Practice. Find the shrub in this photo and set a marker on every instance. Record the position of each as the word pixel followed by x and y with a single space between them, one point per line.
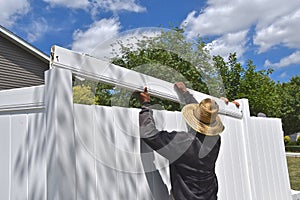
pixel 292 148
pixel 83 95
pixel 298 139
pixel 287 139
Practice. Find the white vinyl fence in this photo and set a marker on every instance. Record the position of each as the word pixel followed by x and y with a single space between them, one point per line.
pixel 51 148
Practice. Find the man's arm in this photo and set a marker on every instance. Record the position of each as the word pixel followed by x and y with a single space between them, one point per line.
pixel 168 144
pixel 184 93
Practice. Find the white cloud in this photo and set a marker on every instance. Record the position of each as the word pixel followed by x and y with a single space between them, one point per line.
pixel 283 75
pixel 229 43
pixel 80 4
pixel 294 58
pixel 102 40
pixel 275 21
pixel 97 5
pixel 11 10
pixel 88 40
pixel 119 5
pixel 36 29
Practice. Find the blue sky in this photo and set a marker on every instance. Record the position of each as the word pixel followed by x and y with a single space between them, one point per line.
pixel 265 31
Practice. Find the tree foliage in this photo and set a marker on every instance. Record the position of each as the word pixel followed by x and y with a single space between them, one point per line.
pixel 171 57
pixel 290 108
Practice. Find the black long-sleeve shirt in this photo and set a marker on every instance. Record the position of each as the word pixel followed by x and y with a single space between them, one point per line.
pixel 192 156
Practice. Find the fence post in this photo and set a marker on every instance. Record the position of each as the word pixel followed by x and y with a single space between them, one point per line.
pixel 61 161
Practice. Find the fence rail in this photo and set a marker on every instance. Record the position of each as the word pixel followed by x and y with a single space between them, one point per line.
pixel 54 149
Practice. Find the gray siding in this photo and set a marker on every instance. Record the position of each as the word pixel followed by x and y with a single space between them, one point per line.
pixel 19 68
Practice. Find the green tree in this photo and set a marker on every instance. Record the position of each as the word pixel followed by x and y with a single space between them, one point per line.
pixel 82 94
pixel 168 56
pixel 290 97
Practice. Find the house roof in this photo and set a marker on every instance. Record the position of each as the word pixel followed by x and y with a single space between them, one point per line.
pixel 23 44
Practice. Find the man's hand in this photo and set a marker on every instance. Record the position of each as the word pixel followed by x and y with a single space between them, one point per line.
pixel 226 101
pixel 144 96
pixel 181 87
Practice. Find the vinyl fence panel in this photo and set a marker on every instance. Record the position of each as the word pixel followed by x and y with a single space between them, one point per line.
pixel 51 148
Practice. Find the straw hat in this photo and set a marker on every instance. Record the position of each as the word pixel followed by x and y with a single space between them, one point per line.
pixel 203 117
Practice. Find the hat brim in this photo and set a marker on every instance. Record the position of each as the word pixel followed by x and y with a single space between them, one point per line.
pixel 207 129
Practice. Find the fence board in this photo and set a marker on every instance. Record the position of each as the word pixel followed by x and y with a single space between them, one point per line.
pixel 19 157
pixel 5 157
pixel 36 156
pixel 85 151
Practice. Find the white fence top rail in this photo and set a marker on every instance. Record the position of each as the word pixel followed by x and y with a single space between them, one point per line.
pixel 28 98
pixel 106 72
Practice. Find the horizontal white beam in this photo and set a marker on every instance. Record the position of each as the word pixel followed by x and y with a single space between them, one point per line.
pixel 106 72
pixel 28 98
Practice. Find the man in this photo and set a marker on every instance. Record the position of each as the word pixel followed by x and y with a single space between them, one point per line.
pixel 192 154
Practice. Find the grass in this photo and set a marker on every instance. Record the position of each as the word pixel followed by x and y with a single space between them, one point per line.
pixel 294 172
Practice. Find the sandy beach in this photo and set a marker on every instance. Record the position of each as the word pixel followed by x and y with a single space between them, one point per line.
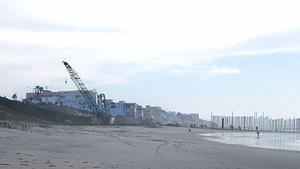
pixel 131 148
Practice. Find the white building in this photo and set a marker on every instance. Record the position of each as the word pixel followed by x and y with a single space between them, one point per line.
pixel 72 99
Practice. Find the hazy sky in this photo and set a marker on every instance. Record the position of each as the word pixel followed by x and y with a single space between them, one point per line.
pixel 188 56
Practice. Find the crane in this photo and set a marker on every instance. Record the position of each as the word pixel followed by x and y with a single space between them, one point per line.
pixel 87 95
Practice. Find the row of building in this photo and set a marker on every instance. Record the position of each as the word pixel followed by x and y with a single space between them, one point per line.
pixel 75 100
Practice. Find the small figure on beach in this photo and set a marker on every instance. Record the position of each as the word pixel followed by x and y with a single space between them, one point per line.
pixel 257 131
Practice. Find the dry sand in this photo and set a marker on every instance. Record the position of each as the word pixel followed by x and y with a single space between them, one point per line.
pixel 131 147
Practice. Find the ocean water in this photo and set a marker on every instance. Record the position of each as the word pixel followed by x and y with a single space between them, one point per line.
pixel 270 140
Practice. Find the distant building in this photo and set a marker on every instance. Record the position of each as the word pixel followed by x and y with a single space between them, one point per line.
pixel 72 99
pixel 116 109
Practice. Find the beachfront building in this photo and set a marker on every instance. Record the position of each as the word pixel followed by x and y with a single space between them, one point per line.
pixel 72 99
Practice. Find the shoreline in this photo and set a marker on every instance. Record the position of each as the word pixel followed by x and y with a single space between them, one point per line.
pixel 131 147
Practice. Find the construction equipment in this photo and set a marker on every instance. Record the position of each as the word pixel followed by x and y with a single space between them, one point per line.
pixel 99 111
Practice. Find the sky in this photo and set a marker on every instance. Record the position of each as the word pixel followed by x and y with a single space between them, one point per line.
pixel 188 56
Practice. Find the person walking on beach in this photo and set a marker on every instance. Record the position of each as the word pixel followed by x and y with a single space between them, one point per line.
pixel 257 131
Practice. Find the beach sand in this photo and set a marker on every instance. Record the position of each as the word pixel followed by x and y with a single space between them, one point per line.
pixel 131 148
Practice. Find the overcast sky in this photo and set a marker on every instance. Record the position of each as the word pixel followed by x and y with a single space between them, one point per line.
pixel 188 56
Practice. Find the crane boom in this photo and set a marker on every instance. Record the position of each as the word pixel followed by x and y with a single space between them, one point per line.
pixel 83 90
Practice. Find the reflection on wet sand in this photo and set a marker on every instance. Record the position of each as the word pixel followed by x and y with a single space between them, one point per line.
pixel 271 140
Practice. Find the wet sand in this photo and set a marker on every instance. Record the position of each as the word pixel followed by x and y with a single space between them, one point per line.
pixel 131 147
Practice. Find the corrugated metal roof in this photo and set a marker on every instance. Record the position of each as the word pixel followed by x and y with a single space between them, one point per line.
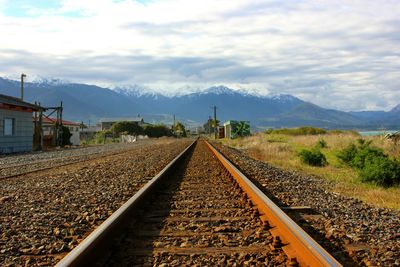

- [What to do] Restate the entries verbatim and exclude any pictures.

- [Output for this task]
Practice. Find the shrub in this photo and set a marker on every instance. Record the position of each as the word pixel followed by x and y with a single space between them, one point per line.
pixel 292 148
pixel 83 95
pixel 298 139
pixel 287 139
Practice. Find the white vinyl fence in this photo and set a marker on every instance. Record the position of each as the word pixel followed by x and y with a single space between them, one point per line.
pixel 51 148
Practice. Find the man's arm in this photo and set a marker on every instance. Record the position of each as the word pixel followed by x and y with a single space between them, one point per line.
pixel 168 144
pixel 184 93
Practice. Find the white cloud in this photo and set a marker on every instance. Record the position of each as the word pixel followed by x and y with a single space between them, one point per line.
pixel 283 75
pixel 229 43
pixel 80 4
pixel 294 58
pixel 102 40
pixel 275 21
pixel 97 5
pixel 11 10
pixel 88 40
pixel 119 5
pixel 36 29
Practice. Find the blue sky in this photo and set a marker on every instance. Record the position of each as the word pixel followed by x and y with a single space between them, one point per line.
pixel 265 31
Practice. Find the tree foliage in this photo and set a marker on every instance. Record the position of each as the word pixel followed by x and y with a single space between them, one point per line.
pixel 171 57
pixel 290 108
Practice. Find the black long-sleeve shirt in this photo and set a marker on every instance. Record the position of each as the word pixel followed by x and y with a single space between them, one point per line.
pixel 192 156
Practice. Find the fence post in this photo and set a marker on every instance. Record the position of each as the word pixel followed by x and y with a single space between them, one point per line.
pixel 61 161
Practice. Find the fence rail in this photo and set a marker on every instance. Record the position of each as the word pixel followed by x and y with a single space between them, one point per line.
pixel 54 149
Practice. Find the gray siding in this photo and set a marker on every instance. Record the position of each as the word pixel followed by x and y with a single space between them, one point per line.
pixel 19 68
Practice. Find the green tree in this photo and set a marker on every instance. Record the position of each as the word pixel followed by x and y with a single space between them, one point per line.
pixel 82 94
pixel 168 56
pixel 290 97
Practice. Find the house roof in this photo and set a marker on every instance. Record the position of each as the word pixel followed by x and y with a single space between them, one point per line.
pixel 23 44
Practice. Find the man's hand in this photo and set a marker on every instance. Record the position of each as the word pixel followed by x and y with a single space between them, one point per line.
pixel 226 101
pixel 144 96
pixel 181 87
Practice. Find the vinyl fence panel in this photo and set a marker on every instance. Record the position of each as the word pixel followed by x and y with a single space between them, one point per line.
pixel 51 148
Practice. Find the straw hat in this photo and set a marker on every instance. Record the position of each as the word pixel followed by x and y with a single space between them, one point per line.
pixel 203 117
Practice. Find the hat brim in this photo and set a marker on every instance. Record the position of each as the word pixel followed by x and y with a single space between them, one point per line.
pixel 207 129
Practice. Find the fence board in this photo and set a marker on every instance. Record the position of each as the word pixel followed by x and y with a single space between them, one point per line.
pixel 19 157
pixel 5 157
pixel 36 156
pixel 85 151
Practice. Find the white fence top rail in this photo and set a marker on every instance. Record the position of each as the word pixel followed by x and y with a single space between them, one point per line.
pixel 28 98
pixel 106 72
Practice. Find the horizontal white beam in this photo and set a marker on every instance. Record the position of each as the word pixel followed by x and y with a single space between them, one point per line.
pixel 106 72
pixel 28 98
Practice. Find the man in this photo and set a marker on every instance. Record the position of each as the word pixel followed by x and y with a single space between them, one point per line.
pixel 192 154
Practice. Find the grass in this photo and set a marker on every instance. Record the position of each as the word pixel followed by x and y with a single space between them, one point per line.
pixel 294 172
Practice. Find the sandy beach in this photo and set a marker on every instance. Record the position of each as the word pixel followed by x and y with a single space between them, one point per line.
pixel 131 148
Practice. Find the white building in this photo and set a marker on every instance. Record the position of each as the word pixel followed by x and y with a single space between them, one point per line.
pixel 72 99
Practice. Find the hazy sky in this photo and set a marker on every instance. Record the position of each as the word pixel followed by x and y with a single space between them, one point per line.
pixel 188 56
Practice. Find the crane in this photo and set a marker on every instance. Record the position of each as the word pixel followed by x and y with a single space between them, one point per line.
pixel 87 95
Practice. Find the row of building in this photo and set a marker on every instance. Record the position of each as the word pixel followed by x and y with a single space between them, one point per line.
pixel 75 100
Practice. Find the small figure on beach in this photo and set a marker on every instance. Record the position of each as the word pixel followed by x and y with a single space between them, one point per line.
pixel 257 131
Practice. Find the dry sand in this photo and set a marker on every instance. Record the position of each as the word pixel followed by x and y with a single space between them, one point per line.
pixel 131 147
Practice. Find the ocean water in this photo and set a marker on every instance. Record the position of each as the word pixel followed by x and y with a single space between them, one point per line.
pixel 270 140
Practice. Find the distant building in this photo and set a marker on every instance. Record the position of each as the word pixel followed by x and y with a single space between them, one point per line.
pixel 72 99
pixel 116 109
Practice. Find the beachfront building in this photo and set a marker on every instance. Record the position of each as the word pixel followed by x and y with a single space between them, one point per line.
pixel 72 99
Practice. Find the shoreline in this photo and set a marker on every instance. Record the position of each as the word pixel followed by x and y with a single space between them, one point per line.
pixel 131 147
Practice. Find the construction equipment in this photo and set a marker on every instance. Record the position of each as the word pixel followed by x and y with a single space between them, one point per line.
pixel 99 111
Practice. Find the sky in this photo and set a marker on every instance. Record the position of each as the word pixel followed by x and y with a single space between them, one point per line.
pixel 188 56
Practice. Find the person walking on beach in this photo and set a marker on every instance. Record the position of each as the word pixel followed by x and y with a single space between them, one point per line.
pixel 257 131
Practice. Find the beach sand in this photo and set a marker on every instance. Record the position of each as the word pixel followed by x and y with a single space between them, one point per line.
pixel 131 148
Practice. Find the overcast sky in this photo and set a marker on every instance. Record the position of each as the word pixel followed by x and y with a single space between them, one point per line.
pixel 188 56
Practice. Find the crane boom in this photo and set a marker on every instance. Record the position of each as the word pixel followed by x and y with a single space between them, one point per line.
pixel 83 90
Practice. Find the reflection on wet sand in this photo and set a marker on every instance. Record the position of each as the word pixel followed by x and y with a single space between them, one point per line.
pixel 271 140
Practice. Find the wet sand in this photo and set a marker on every instance. Record the position of each as the word pixel followed by x and y with a single space between them, one point per line.
pixel 131 147
Practice. Find the corrugated metal roof in this photo and set a marker on every instance. Record the position of each as the word pixel followed by x and y with a single space between them, one point per line.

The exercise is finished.